WHAT IS ASKED:
Answer these questions from the ozone report below:
1. On what date did the autoDobson at Halley cease operation for the period of winter darkness?
2. Since what date has the SAOZ instrument at Halley been operating?
3. What was the lowest daily ozone value at Rothera this season, and on what date was it recorded?

DOCUMENT SEGMENT:

Halley - Total ozone: The Dobson ozone observing season at Halley normally begins at the end of August and ends in mid April. Very early and late season observations are made with the Sun at low elevation, and are less accurate than those made during the main observing period of September 6 to April 6. See the final situation report for last year for further information.
The
autoDobson ceased operation for the period of winter darkness on 2022 April 15.
The micro-turbine generator then failed over the winter, but staff
returned to the station in early November. AutoDobson and manual observations
restarted and the SAOZ instrument has been operating since November 8.
The q-lever plates on the autoDobson were adjusted on December 19 and this may
have affected the calibration. Manual observations ceased in early
February when staff left. The autoDobson made the last observations prior to the
2023 winter on April 15.
The SAOZ observations re-started first and show ozone daily values rising from 150 DU (55% depletion) in early November to 220 DU (40% depletion) mid month, where they remained until early December. Mean ozone values then rose to a peak of about 300 DU (15% depletion) in mid December and had fallen to 250 DU (15% depletion) by the end of February. Values unusually rose to 280 DU (5% depletion) in mid March, before resuming the decline and finished the Dobson season at around 260 DU (15% depletion). SAOZ observations continued until early May, when they were around 250 DU.
Rothera - Total ozone:
Real-time graphs showing current ozone and NO2 levels. Values
had risen to around 310 DU by mid
June, then began to fall and were lowest 
at
around 160 DU in mid November.
Mean values then rose, slowly at first to 180 DU, but then rapidly in the first
week of November and reached 290 DU mid month. They then fell back to around 190 DU
as the ozone hole returned later in the month, but rose above 220 DU in early
December to reach near normal levels around 300 DU by mid month. They
have slowly declined since January to reach around 270 DU by the winter
solstice. There is no clear sign of the usual autumn
minimum, however there are clear signs of wave activity. The lowest daily value
this season was 129 DU on
October 12; the highest 355 DU on July 8. The station was within or near the ozone hole from September
6 to December 2. Mean values
were generally close to average until mid August, though daily readings dropped to ozone hole
values in late May and again in mid July. From mid August to mid October they
were
a little above average, but were below average from mid October to early
December, apart from an excursion above average in mid November. Superimposed on the general trends described
here are fluctuations with periods of days to around a month and values can
change by over 50% in a few days in the spring when the polar vortex rotates
across the station.

(Object location annotation data)
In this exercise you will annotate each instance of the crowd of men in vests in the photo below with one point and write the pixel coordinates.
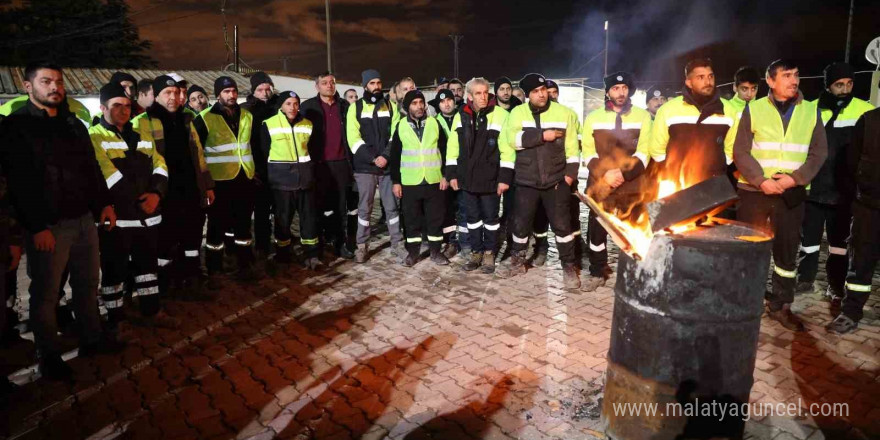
(118, 204)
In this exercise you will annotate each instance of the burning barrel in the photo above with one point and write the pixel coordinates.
(685, 331)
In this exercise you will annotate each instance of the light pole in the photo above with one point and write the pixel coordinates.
(852, 6)
(606, 48)
(455, 39)
(327, 18)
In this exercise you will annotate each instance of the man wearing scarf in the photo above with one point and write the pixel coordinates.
(692, 132)
(832, 190)
(614, 145)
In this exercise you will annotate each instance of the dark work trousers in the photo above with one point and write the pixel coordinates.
(482, 219)
(263, 200)
(835, 220)
(180, 238)
(232, 208)
(76, 243)
(771, 213)
(555, 201)
(134, 249)
(597, 239)
(288, 203)
(337, 202)
(541, 229)
(865, 241)
(455, 229)
(423, 206)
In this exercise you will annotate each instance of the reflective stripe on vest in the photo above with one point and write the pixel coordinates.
(776, 150)
(225, 154)
(289, 144)
(420, 160)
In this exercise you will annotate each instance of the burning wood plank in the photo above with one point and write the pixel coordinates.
(706, 198)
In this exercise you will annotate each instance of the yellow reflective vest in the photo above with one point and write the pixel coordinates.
(780, 150)
(225, 153)
(130, 171)
(289, 165)
(421, 160)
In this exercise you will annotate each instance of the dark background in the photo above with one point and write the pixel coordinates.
(652, 39)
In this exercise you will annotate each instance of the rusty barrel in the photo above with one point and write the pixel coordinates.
(685, 329)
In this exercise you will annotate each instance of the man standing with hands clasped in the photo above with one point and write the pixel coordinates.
(780, 146)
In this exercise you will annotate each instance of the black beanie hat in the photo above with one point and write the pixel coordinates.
(222, 83)
(444, 94)
(162, 82)
(260, 78)
(112, 90)
(620, 78)
(194, 88)
(410, 97)
(531, 82)
(284, 96)
(118, 77)
(656, 92)
(836, 71)
(502, 80)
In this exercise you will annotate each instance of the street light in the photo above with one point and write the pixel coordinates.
(606, 48)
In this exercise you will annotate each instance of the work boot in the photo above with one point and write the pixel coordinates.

TASK OUTPUT:
1. 2022 April 15
2. November 8
3. 129 DU, on October 12